Dual Nature of Radiation and Matter — Physics Class 12 Notes (CBSE & HBSE)
Free NCERT Physics notes for Dual Nature of Radiation and Matter (Class 12) on Siksha Sarovar, aligned to CBSE and Haryana Board (HBSE). This chapter is broken into 3 topics with clear explanations, formulas, solved examples and board-pattern practice — free to read, no sign-up required.
Board exam focus — Dual Nature of Radiation and Matter (CBSE & HBSE)
CBSE emphasizes Einstein's photoelectric equation derivation, stopping potential, de Broglie hypothesis, and Davisson-Germer experimental evidence. HBSE focuses on photoelectric effect observations, Einstein's equation, work function, and de Broglie wavelength numericals.
Photoelectric Effect and Einstein's Equation
Photoelectric Effect
When light of sufficient frequency falls on a metal surface, electrons are emitted from the surface. These emitted electrons are called photoelectrons.
Discoverers: Hertz (1887) observed; Hallwachs and Lenard studied; Einstein explained (1905).

> **LISTED ENTRIES**
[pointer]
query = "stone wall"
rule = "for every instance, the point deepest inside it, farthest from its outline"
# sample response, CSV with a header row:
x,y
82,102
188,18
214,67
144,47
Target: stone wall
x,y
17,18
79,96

> **WORK TO DO**
From the notes on the dual nature of radiation and matter, reproduce word for word the passage that opens with the words containing "Board exam focus" and closes with "are called photoelectrons.".

> **OUTPUT FOR THIS TASK**
Board exam focus — Dual Nature of Radiation and Matter (CBSE & HBSE)
CBSE emphasizes Einstein's photoelectric equation derivation, stopping potential, de Broglie hypothesis, and Davisson-Germer experimental evidence. HBSE focuses on photoelectric effect observations, Einstein's equation, work function, and de Broglie wavelength numericals.
Photoelectric Effect and Einstein's Equation
Photoelectric Effect
When light of sufficient frequency falls on a metal surface, electrons are emitted from the surface. These emitted electrons are called photoelectrons.